Extrait choisi ::
==============================

17. novembre 2020, Catégorie: Ecotoxicologie des sols Evaluation des risques
Biomonitoring des produits phytosanitaires en Suisse
Dans le cadre du plan d'action visant à la réduction des risques et à l'utilisation durable des produits phytosanitaires, un système de surveillance est actuellement élaboré pour le suivi des résidus dans les sols agricoles de Suisse. Les principaux éléments en sont la détermination de valeurs guides écotoxicologiques pour les sols et le choix de bioindicateurs adaptés.
En septembre 2017, le Conseil fédéral a adopté un plan d'action visant à la réduction des risques et à l'utilisation durable des produits phytosanitaires (PPh). Ses objectifs sont de réduire de moitié les risques dus aux PPh dans les dix ans à venir et de proposer des alternatives à la protection chimique des cultures et des végétaux. Pour que ces buts soient atteints, de nombreuses mesures ont été décidées. L'une d'elles est de mettre en place un programme de surveillance des résidus de PPh dans les sols agricoles d'ici 2027.
Un travail de pionnier pour déterminer des valeurs guides pour les sols
Dans le cadre de cette mesure, l'Observatoire national des sols (NABO) a élaboré une stratégie de monitoring chimique des résidus de PPh dans les sols pendant que le Centre Ecotox travaillait avec EnviBioSoil à un système de surveillance biologique de longue durée. « Nous voulons quantifier les effets des résidus de PPh sur la qualité du sol », explique Janine Wong, du Centre Ecotox. La stratégie de biosurveillance élaborée prévoit tout d'abord la détermination de valeurs guides écotoxicologiques pour les sols. Il s'agit de seuils de concentrations basés sur les résultats d'études écotoxicologiques menées avec divers organismes édaphiques qui, comme les critères de qualité employés pour le milieu aquatique, peuvent être utilisés pour identifier un risque potentiel pour la faune du sol. Ensuite, divers bioindicateurs doivent être proposés pour étudier les effets des résidus de PPh sur les organismes édaphiques dans les sols agricoles de Suisse.

==============================

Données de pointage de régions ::
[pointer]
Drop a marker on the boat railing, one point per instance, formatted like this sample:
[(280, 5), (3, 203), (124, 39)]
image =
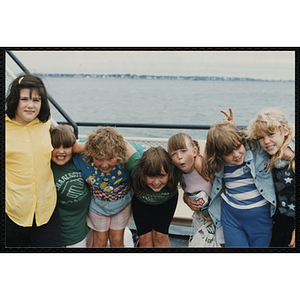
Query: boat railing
[(183, 214)]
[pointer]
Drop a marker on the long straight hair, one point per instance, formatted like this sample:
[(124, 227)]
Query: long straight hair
[(27, 82), (151, 164)]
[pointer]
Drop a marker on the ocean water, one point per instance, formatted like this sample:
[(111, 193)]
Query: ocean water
[(118, 100)]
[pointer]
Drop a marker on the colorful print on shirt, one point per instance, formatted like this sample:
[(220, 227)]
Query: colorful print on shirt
[(110, 186)]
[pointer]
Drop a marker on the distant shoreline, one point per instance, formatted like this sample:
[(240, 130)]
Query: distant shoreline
[(158, 77)]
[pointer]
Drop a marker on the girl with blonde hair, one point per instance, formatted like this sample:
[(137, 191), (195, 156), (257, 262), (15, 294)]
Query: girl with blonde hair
[(243, 196), (276, 136)]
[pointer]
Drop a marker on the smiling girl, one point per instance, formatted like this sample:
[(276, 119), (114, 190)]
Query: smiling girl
[(73, 194), (102, 167), (155, 198), (32, 219), (185, 154), (275, 135)]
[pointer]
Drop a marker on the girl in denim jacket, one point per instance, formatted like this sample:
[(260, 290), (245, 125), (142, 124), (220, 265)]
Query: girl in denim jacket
[(276, 136), (243, 195)]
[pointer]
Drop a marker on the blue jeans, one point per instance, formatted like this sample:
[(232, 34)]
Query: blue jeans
[(47, 235), (246, 227)]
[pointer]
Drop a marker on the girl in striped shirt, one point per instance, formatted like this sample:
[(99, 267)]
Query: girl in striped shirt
[(243, 195)]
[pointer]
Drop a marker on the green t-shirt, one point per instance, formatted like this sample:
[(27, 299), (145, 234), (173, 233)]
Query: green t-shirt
[(73, 199), (149, 196)]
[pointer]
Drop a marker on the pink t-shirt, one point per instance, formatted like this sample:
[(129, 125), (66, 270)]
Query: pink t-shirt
[(194, 183)]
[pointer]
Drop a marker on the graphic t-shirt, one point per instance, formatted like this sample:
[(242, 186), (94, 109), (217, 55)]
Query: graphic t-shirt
[(284, 181), (149, 196), (111, 192), (73, 199)]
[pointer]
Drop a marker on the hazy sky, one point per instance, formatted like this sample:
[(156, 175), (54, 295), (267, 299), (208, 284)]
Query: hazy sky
[(253, 64)]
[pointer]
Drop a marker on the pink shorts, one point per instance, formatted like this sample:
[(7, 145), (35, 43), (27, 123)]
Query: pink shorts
[(116, 222)]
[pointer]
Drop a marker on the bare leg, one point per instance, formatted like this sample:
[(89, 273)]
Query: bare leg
[(161, 240), (146, 240), (100, 239), (116, 238)]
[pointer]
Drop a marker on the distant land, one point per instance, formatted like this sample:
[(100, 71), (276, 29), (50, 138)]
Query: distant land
[(154, 77)]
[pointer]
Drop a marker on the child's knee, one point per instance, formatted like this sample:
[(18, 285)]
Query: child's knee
[(100, 239)]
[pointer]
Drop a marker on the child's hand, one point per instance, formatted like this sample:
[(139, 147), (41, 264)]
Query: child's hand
[(78, 147), (190, 203), (207, 218), (130, 150), (288, 154), (293, 240), (229, 117), (200, 167)]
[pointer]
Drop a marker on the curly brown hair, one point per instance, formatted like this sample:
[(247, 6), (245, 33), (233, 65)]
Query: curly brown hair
[(151, 164), (62, 135), (106, 141), (178, 141), (27, 82)]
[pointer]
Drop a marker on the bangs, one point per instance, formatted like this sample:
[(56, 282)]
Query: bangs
[(263, 127), (227, 144), (59, 140), (176, 142), (62, 136), (153, 168)]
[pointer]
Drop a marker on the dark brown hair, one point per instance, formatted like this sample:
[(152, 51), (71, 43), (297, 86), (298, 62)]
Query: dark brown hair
[(151, 163), (27, 82), (62, 135)]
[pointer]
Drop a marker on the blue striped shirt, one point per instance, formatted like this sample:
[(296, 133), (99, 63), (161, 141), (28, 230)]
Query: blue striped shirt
[(240, 190)]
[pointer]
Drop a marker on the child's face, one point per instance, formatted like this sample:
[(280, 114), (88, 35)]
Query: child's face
[(28, 107), (105, 164), (156, 183), (271, 141), (184, 158), (236, 157), (61, 155)]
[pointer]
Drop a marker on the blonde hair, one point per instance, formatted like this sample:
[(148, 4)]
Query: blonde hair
[(222, 139), (178, 141), (105, 141), (269, 121)]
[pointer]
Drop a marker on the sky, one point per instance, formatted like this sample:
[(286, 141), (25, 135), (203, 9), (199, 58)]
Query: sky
[(276, 65)]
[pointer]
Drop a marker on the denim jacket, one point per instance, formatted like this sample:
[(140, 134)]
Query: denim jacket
[(258, 164)]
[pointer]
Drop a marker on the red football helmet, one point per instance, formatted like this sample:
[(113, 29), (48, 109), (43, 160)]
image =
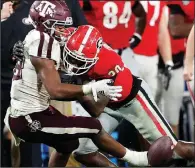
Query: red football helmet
[(81, 50), (47, 14)]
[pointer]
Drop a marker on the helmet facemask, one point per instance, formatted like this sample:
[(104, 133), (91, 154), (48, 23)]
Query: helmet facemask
[(76, 63)]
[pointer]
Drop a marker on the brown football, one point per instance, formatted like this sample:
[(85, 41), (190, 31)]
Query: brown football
[(161, 151)]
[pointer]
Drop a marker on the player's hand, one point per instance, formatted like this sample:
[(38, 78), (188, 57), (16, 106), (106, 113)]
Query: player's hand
[(135, 40), (103, 87), (167, 74), (188, 72), (7, 10), (18, 51)]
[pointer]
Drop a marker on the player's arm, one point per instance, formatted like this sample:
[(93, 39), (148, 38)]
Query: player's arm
[(92, 107), (164, 41), (50, 78), (140, 23), (140, 14), (189, 58), (177, 25)]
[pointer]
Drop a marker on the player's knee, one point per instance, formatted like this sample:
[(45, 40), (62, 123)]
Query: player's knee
[(67, 147), (94, 123)]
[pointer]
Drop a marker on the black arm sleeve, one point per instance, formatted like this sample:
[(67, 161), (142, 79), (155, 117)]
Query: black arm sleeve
[(176, 9)]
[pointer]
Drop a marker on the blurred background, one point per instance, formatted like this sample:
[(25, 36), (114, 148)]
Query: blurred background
[(151, 40)]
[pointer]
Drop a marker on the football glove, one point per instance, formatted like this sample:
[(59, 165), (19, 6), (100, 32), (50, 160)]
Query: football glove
[(18, 51), (167, 74), (135, 40), (103, 87)]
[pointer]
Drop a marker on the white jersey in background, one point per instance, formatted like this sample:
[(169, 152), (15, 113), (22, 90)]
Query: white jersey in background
[(28, 94)]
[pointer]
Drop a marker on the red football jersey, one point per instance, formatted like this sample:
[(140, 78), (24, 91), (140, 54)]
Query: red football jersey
[(187, 7), (114, 21), (149, 43), (111, 66)]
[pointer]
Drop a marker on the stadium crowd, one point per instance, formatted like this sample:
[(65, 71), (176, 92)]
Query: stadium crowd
[(155, 41)]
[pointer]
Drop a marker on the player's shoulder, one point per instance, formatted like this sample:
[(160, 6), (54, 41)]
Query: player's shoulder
[(35, 36), (108, 53), (108, 57)]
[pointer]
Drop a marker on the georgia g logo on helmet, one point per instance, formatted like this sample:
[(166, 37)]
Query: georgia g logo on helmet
[(99, 43), (46, 8)]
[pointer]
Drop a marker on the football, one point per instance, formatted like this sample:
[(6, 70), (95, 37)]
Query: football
[(160, 152)]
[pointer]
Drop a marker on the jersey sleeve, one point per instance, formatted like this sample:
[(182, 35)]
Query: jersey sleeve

==============================

Consignes à suivre ::
a - D'après l'extrait, quand le Conseil fédéral a-t-il adopté le plan d'action sur les produits phytosanitaires ?
b - Indiquez si chacune des affirmations suivantes concorde avec l'extrait : (i) le plan d'action vise à réduire de moitié les risques dus aux PPh en dix ans ; (ii) le Centre Ecotox a élaboré la stratégie de monitoring chimique des résidus de PPh dans les sols ; (iii) un programme de surveillance des résidus de PPh dans les sols agricoles doit être mis en place d'ici 2027.
Les enregistrements n'ont aucun rôle ici.

Réponses aux consignes ::
a - En septembre 2017.

b -
(i) Oui : « réduire de moitié les risques dus aux PPh dans les dix ans à venir »
(ii) Non : « l'Observatoire national des sols (NABO) a élaboré une stratégie de monitoring chimique des résidus de PPh dans les sols »
(iii) Oui : « mettre en place un programme de surveillance des résidus de PPh dans les sols agricoles d'ici 2027 »